Bron
══════════
Ga direct naar de content

Met name lagere inkomens vaker arbeidsongeschikt door langer doorwerken

Geplaatst als type:
Gepubliceerd om: augustus 27 2020

De afgelopen jaren heeft het kabinet langer doorwerken gestimuleerd, maar mogelijk zijn niet alle oudere werknemers daartoe in staat. Hebben de afschaffing van het vroegpensioen en het verhogen van de AOW-leeftijd de kans op arbeidsongeschiktheid doen toenemen?

In het kort

– Door de afschaffing van het vroegpensioen en de verhoging van de AOW-leeftijd wordt er steeds langer doorgewerkt.
– Het aantal WIA-aanvragen van zestigplussers is door de vroegpensioenafschaffing en de hogere AOW-leeftijd verdubbeld.
– Het verhogen van de AOW-leeftijd leidt tot verschillende ­effecten tussen bedrijfstakken.

Om het pensioenstelsel in de toekomst betaalbaar te houden heeft het kabinet de afgelopen jaren langer doorwerken gestimuleerd, onder meer door het afschaffen van het vroegpensioen in 2006 en het geleidelijk verhogen van de AOW-leeftijd vanaf 2013. En met succes: in een relatief korte periode van nog geen vijftien jaar is de gemiddelde leeftijd waarop mensen stoppen met werken, gestegen met meer dan vier jaar volgens cijfers van het Centraal Bureau voor de Statistiek (CBS, 2019).

Doorwerken tot het bereiken van de pensioenleeftijd blijkt echter niet voor iedereen weggelegd. Met name de gezondheid is hierbij een beperkende factor; mensen met een gezondheid die als slecht wordt ervaren hebben een drie keer hogere kans op uitstroom uit werk via arbeidsongeschiktheid (Van Rijn et al., 2014). Bij langdurige ziekte kan een WIA-uitkering (Wet werk en inkomen naar arbeidsvermogen) worden aangevraagd.

Nu mensen tot op hogere leeftijd doorwerken, is daarom te verwachten dat het aantal mensen toeneemt dat een WIA-uitkering ontvangt. Dit geldt vooral voor de lagere inkomens: doorgaans beginnen ze op jongere leeftijd met werken, verrichten ze vaker fysiek zwaar werk, en hebben ze gemiddeld een mindere gezondheid dan werknemers met een hoog inkomen (Burdorf et al., 2016).

Het Uitvoeringsinstituut Werknemersverzekeringen (UWV) signaleerde in een paar recente rapporten een sterke stijging van het aantal mensen in de leeftijdsgroep 60­­–65 jaar dat een WIA-­uitkering krijgt toegekend. In 2016 nam de instroom bij deze leeftijdsgroep toe met 27 procent, in 2017 met nog eens 13 procent, en in 2018 was er een verdere toename van 16 procent (Berendsen en Rijnsburger, 2019). Volgens het UWV is deze stijgende trend voor een belangrijk deel te verklaren door de toename van het aantal oudere werknemers en het aantal werkende vrouwen, alsmede door het geleidelijk verhogen van de pensioenleeftijd (Berendsen en Van Deursen, 2018; Berendsen et al., 2019).
══════════
Opdracht
Herhaal woordelijk het stuk van de bovenstaande tekst over langer doorwerken, beginnend bij "Met name lagere" en eindigend bij "verschillende ­effecten tussen bedrijfstakken.".

Aanwijsgegevens voor benoemde objecten
══════════
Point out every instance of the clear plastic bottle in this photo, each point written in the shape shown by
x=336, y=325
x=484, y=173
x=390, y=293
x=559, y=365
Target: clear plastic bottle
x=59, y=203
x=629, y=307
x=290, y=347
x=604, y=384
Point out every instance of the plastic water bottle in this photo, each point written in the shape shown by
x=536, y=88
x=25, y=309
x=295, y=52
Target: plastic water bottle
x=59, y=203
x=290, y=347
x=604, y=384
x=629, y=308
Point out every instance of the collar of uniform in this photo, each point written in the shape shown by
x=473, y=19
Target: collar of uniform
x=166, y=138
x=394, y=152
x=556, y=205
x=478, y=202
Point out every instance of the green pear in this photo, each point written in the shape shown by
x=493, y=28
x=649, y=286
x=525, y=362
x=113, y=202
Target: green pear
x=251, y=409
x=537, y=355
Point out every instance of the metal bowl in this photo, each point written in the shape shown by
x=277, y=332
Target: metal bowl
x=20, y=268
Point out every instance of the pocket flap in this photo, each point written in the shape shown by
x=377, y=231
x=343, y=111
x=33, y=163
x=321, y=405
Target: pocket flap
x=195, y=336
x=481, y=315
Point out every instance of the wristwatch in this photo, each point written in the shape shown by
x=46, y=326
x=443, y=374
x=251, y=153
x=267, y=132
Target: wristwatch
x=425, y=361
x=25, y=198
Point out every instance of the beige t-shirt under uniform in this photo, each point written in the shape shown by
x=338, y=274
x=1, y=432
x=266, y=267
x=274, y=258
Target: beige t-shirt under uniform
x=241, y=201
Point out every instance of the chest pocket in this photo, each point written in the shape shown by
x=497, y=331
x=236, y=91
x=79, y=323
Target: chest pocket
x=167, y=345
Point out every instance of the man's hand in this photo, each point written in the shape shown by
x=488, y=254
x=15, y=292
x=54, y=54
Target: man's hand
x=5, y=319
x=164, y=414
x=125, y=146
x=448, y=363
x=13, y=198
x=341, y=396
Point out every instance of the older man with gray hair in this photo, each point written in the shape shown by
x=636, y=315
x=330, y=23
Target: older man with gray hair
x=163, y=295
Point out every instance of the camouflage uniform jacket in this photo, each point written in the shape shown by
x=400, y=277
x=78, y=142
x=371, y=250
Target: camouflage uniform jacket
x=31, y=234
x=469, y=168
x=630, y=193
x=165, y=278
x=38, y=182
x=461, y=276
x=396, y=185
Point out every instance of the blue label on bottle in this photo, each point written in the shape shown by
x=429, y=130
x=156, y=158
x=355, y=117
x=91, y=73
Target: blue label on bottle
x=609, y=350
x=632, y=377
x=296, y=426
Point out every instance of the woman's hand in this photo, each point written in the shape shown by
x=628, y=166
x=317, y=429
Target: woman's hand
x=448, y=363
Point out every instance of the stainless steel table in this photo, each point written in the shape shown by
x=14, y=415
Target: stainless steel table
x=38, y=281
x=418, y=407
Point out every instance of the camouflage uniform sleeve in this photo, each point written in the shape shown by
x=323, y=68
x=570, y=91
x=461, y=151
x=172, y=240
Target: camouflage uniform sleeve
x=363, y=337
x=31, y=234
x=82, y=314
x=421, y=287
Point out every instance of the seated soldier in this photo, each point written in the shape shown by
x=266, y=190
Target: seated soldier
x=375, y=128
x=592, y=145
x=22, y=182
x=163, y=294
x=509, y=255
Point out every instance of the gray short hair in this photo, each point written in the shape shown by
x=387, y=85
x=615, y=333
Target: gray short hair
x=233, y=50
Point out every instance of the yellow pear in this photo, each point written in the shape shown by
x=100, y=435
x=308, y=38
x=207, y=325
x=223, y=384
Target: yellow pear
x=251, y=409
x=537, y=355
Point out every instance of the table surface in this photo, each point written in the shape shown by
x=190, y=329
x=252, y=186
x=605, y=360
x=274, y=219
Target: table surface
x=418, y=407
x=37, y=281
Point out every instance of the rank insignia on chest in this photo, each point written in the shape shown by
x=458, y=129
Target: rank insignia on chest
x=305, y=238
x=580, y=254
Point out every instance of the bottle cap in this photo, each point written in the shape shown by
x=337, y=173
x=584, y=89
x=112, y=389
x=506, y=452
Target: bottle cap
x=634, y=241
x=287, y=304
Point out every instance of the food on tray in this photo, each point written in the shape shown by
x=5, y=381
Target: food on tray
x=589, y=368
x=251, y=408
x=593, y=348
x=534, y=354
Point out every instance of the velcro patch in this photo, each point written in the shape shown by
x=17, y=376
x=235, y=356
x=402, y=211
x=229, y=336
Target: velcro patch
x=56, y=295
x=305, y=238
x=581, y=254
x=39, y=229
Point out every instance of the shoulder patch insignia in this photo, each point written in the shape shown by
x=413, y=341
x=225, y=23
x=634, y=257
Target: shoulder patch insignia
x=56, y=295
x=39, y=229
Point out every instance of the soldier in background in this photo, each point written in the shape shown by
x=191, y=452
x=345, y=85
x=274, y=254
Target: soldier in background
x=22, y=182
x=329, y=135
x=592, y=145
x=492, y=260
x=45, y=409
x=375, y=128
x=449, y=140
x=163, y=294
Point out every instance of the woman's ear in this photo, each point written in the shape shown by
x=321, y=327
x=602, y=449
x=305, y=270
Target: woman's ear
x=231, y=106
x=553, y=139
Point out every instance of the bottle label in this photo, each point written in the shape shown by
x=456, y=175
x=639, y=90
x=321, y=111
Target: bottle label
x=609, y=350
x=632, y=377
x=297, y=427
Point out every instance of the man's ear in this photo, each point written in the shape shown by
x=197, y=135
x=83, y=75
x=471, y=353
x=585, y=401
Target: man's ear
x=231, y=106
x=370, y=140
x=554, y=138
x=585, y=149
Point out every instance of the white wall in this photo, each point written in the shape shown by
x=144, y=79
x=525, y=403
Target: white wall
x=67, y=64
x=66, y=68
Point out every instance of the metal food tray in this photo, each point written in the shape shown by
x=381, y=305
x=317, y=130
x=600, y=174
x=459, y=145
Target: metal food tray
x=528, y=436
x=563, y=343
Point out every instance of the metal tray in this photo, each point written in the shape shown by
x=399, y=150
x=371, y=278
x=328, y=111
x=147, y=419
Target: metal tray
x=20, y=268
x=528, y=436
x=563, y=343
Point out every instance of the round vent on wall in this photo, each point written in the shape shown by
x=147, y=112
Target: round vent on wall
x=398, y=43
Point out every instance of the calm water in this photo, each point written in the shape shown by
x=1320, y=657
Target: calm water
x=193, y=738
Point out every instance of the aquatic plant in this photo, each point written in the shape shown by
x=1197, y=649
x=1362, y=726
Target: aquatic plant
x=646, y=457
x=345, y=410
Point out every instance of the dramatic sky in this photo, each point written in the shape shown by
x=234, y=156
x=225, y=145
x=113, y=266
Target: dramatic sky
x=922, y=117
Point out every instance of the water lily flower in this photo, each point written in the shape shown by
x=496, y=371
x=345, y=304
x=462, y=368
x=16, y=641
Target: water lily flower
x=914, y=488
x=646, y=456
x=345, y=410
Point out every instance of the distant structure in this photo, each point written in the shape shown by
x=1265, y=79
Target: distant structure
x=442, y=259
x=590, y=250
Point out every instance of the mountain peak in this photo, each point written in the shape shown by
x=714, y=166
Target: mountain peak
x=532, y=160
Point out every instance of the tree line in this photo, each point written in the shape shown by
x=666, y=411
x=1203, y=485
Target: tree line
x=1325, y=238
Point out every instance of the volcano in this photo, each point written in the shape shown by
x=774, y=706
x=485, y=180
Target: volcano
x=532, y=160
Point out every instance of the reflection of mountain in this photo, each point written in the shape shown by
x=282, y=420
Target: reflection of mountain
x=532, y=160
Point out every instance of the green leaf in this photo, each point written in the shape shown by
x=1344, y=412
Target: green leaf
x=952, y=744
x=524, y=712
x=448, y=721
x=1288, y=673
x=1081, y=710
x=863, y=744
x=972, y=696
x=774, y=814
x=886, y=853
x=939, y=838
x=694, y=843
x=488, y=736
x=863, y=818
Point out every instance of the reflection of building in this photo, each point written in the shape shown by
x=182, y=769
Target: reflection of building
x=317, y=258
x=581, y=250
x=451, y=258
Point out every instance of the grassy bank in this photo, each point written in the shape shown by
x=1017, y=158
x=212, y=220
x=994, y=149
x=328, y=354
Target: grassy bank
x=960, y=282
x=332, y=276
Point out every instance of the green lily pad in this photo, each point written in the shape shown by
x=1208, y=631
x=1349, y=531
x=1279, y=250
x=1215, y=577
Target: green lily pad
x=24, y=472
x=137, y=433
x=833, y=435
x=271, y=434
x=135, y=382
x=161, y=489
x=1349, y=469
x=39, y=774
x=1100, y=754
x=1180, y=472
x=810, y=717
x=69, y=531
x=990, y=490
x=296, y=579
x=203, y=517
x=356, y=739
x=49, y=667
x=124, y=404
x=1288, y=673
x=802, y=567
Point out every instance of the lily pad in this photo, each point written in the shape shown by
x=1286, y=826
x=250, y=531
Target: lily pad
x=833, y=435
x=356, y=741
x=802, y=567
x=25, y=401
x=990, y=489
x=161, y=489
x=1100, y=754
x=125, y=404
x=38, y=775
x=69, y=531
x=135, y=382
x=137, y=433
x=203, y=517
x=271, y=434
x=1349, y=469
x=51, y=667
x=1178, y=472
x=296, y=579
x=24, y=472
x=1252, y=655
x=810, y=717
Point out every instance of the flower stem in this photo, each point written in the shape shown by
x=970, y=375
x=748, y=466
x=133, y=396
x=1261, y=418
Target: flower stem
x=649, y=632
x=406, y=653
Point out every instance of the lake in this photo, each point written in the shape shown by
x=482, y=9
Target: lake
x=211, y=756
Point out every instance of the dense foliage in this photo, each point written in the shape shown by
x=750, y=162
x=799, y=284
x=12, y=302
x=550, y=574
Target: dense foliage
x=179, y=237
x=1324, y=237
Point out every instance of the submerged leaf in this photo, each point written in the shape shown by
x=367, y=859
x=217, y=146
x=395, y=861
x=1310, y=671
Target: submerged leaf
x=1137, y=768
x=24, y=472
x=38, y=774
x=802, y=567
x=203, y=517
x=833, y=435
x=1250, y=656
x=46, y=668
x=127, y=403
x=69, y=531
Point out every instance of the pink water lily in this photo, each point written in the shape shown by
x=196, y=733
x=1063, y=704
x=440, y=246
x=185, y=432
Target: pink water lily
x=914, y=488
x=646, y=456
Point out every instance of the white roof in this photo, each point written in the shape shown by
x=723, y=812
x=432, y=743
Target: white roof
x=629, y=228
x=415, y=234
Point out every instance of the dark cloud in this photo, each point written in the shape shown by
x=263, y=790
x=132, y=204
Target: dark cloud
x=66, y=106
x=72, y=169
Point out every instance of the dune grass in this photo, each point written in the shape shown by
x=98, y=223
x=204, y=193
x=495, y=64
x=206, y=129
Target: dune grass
══════════
Resultaat
Met name lagere inkomens vaker arbeidsongeschikt door langer doorwerken

Geplaatst als type:
Gepubliceerd om: augustus 27 2020

De afgelopen jaren heeft het kabinet langer doorwerken gestimuleerd, maar mogelijk zijn niet alle oudere werknemers daartoe in staat. Hebben de afschaffing van het vroegpensioen en het verhogen van de AOW-leeftijd de kans op arbeidsongeschiktheid doen toenemen?

In het kort

– Door de afschaffing van het vroegpensioen en de verhoging van de AOW-leeftijd wordt er steeds langer doorgewerkt.
– Het aantal WIA-aanvragen van zestigplussers is door de vroegpensioenafschaffing en de hogere AOW-leeftijd verdubbeld.
– Het verhogen van de AOW-leeftijd leidt tot verschillende ­effecten tussen bedrijfstakken.